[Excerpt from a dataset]
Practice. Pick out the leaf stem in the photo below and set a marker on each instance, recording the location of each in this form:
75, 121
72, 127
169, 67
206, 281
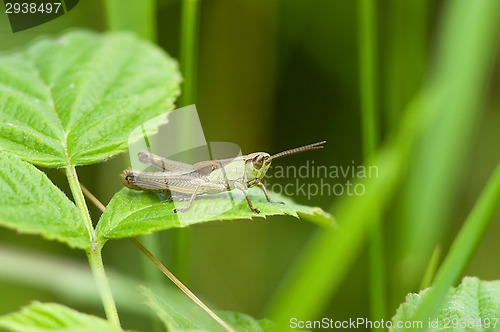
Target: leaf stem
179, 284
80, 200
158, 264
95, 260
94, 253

...

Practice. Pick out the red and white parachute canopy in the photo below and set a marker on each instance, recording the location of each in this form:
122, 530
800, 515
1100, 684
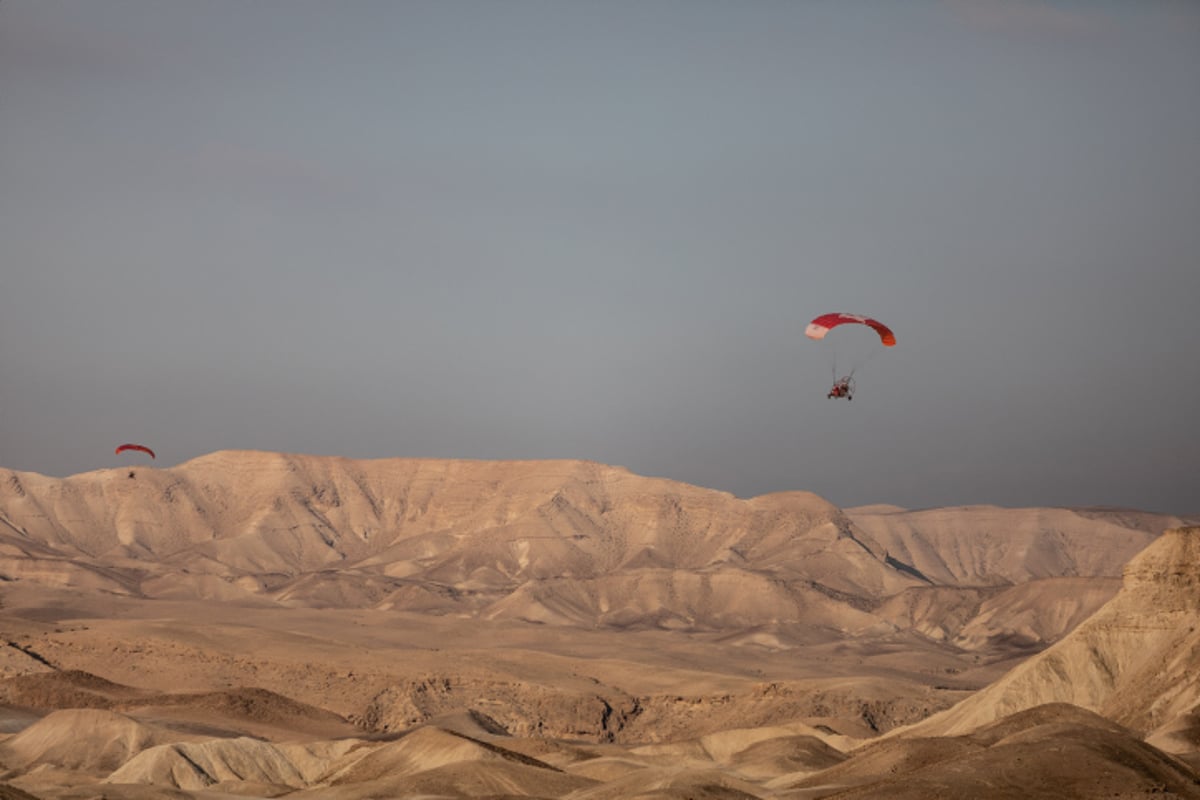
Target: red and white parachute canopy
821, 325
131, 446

What is being asked:
Gather every line of the data above that contains the word "recording". Count a match only when the letter case is the same.

Answer for this exercise:
Practice. Pick out the leaf stem in the photo below and set a marker on each instance, recording the location of each in this form:
Practice. Pick out the red and white parachute canopy in the photo below and set a marker on each instance, recording the location of each in this form:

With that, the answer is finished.